Records from a pointing dataset:
--- start ---

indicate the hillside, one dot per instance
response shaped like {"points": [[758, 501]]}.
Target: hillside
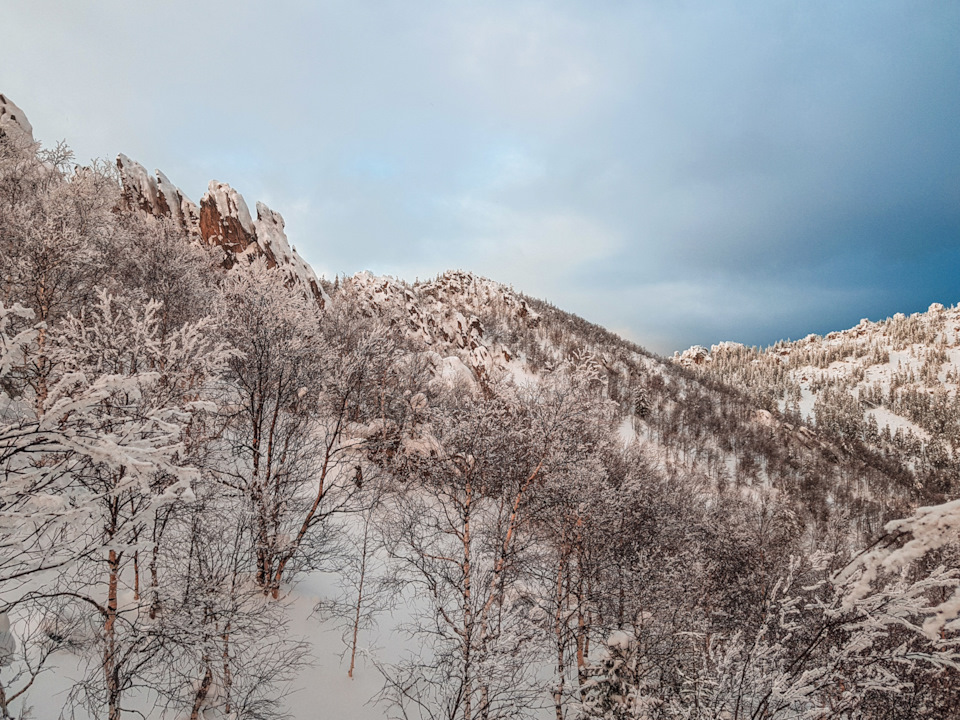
{"points": [[214, 462], [890, 386]]}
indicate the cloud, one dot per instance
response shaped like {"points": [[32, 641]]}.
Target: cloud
{"points": [[686, 171]]}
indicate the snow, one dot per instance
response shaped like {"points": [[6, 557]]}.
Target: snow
{"points": [[12, 118], [136, 176], [230, 203]]}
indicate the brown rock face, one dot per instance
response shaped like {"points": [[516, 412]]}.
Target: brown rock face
{"points": [[158, 197], [222, 220], [225, 221]]}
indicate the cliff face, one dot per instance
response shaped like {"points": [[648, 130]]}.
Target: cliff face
{"points": [[222, 220], [13, 121]]}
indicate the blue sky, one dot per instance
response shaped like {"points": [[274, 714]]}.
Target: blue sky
{"points": [[682, 172]]}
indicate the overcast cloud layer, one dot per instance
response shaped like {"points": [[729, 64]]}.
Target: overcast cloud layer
{"points": [[683, 172]]}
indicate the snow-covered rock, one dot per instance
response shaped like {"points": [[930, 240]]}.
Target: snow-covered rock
{"points": [[13, 120]]}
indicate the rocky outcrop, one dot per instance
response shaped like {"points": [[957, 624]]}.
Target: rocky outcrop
{"points": [[155, 196], [226, 223], [13, 122], [222, 221]]}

--- end ---

* **DIRECTIONS FOR THIS TASK**:
Please write out every one of the lines above word for word, leaving out the pictures.

* **FINAL RESULT**:
indicate the hillside, one dot per instance
response shaped like {"points": [[758, 501]]}.
Target: hillside
{"points": [[214, 462], [890, 386]]}
indicate the cloud, one dot per instance
response shaped like {"points": [[32, 641]]}.
Target: cloud
{"points": [[686, 171]]}
indicate the snow, one dot per instance
response shaped like {"points": [[6, 557]]}.
Target: snow
{"points": [[12, 118], [136, 176], [230, 203]]}
indicate the brown rock face, one dot per instance
response shaped like {"points": [[516, 412]]}.
Target: brown rock face
{"points": [[158, 197], [222, 220], [225, 221]]}
indicate the cliff face, one dot per instance
response shaped like {"points": [[648, 130]]}.
Target: cliff face
{"points": [[222, 220], [13, 121]]}
indicate the blue sky, one dot per instance
response shaped like {"points": [[274, 714]]}.
Target: blue sky
{"points": [[682, 172]]}
indicate the overcast cloud layer, one dot per instance
response shaped like {"points": [[729, 64]]}.
Target: overcast cloud layer
{"points": [[683, 172]]}
indicate the snow-covered rock, one dot per instance
response shaped like {"points": [[930, 240]]}.
Target: snow-covered rock
{"points": [[13, 120]]}
indicate the rocky outcrop, one dot per instance
response shaped like {"points": [[957, 624]]}.
Target: rocky outcrop
{"points": [[155, 196], [226, 223], [13, 122], [222, 221]]}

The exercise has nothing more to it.